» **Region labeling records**
++++++++
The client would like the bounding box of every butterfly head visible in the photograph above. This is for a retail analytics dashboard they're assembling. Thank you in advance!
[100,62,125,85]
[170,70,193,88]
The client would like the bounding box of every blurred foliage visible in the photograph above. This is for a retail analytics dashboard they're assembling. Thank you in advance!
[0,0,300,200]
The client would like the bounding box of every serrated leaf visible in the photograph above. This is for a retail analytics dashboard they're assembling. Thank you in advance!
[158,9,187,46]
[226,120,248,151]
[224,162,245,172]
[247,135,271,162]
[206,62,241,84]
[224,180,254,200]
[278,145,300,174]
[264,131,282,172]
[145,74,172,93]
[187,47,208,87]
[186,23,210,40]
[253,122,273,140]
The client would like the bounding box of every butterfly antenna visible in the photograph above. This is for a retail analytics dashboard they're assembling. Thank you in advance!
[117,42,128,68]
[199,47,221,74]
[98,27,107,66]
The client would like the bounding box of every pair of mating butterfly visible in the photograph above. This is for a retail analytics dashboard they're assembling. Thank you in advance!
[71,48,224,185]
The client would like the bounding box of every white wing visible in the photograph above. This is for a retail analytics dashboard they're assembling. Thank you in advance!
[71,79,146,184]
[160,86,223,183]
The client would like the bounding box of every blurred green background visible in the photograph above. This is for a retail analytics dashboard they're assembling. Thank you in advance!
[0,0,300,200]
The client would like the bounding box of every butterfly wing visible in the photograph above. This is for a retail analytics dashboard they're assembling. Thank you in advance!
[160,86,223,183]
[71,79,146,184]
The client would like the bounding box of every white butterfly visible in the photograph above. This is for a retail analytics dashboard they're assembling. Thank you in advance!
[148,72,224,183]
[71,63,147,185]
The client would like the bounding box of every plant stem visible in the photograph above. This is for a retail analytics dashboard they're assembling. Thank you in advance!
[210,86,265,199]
++++++++
Can you lay out every line of the data above as a Markdown table with the columns Row and Line, leaving out any blank lines?

» **CORRECT OUTPUT**
| Row | Line |
|---|---|
| 1 | The client would like the bounding box of every butterfly head visible in the photograph above. This is for a retail analytics dashboard they're assembling. Thank you in advance! |
| 2 | [100,62,125,85] |
| 3 | [170,70,193,88] |
| 4 | The client would like the bounding box of every blurred foliage visible in the photograph above. This is for a retail analytics dashboard they're assembling. Thank you in advance! |
| 5 | [0,0,300,200] |
| 6 | The client would like the bounding box of every serrated leaf visible in the photograph above. This is for a retail analytics dashboard they're assembling. Thank you in advance! |
| 7 | [158,9,187,46] |
| 8 | [226,120,248,151] |
| 9 | [224,162,245,172] |
| 10 | [247,135,271,162] |
| 11 | [206,62,241,84] |
| 12 | [224,180,254,200] |
| 13 | [278,145,300,174] |
| 14 | [264,131,282,172] |
| 15 | [145,74,172,93] |
| 16 | [187,47,208,87] |
| 17 | [186,23,210,40] |
| 18 | [253,122,273,140] |
| 19 | The client would like the bounding box of every butterfly antenna visible in the photograph above. This is for a retail analytics dashboard they're assembling. Thank you in advance! |
| 20 | [117,42,128,68] |
| 21 | [199,47,221,74] |
| 22 | [98,27,107,66] |
| 23 | The client would like the bounding box of every pair of mating butterfly visible in the photograph above. This is for a retail analytics dashboard they're assembling. Thank you in advance! |
| 24 | [71,48,224,185] |
| 25 | The client would like the bounding box of every white wing visible in the photograph above. This is for a retail analytics dashboard they're assembling. Thank you in advance! |
| 26 | [71,79,146,184] |
| 27 | [160,86,223,183] |
| 28 | The client would like the bounding box of every blurred green background visible in the photograph above. This is for a retail analytics dashboard they're assembling. Thank you in advance! |
| 29 | [0,0,300,200] |
| 30 | The client would like the bounding box of every butterfly wing visible in the photograph above. This is for a retail analytics dashboard they're assembling. Thank you in advance! |
| 31 | [160,86,223,183] |
| 32 | [71,79,146,184] |
| 33 | The client would like the bounding box of every white butterfly visible in the photograph above. This is for a retail analytics dashboard they're assembling. Thank you in advance! |
| 34 | [148,72,224,183] |
| 35 | [71,63,147,185] |
| 36 | The client would like the bounding box of every plant stem visible in the photograph above. This is for a retail analytics dashboard they're assembling. Thank you in advance! |
| 37 | [210,86,265,199] |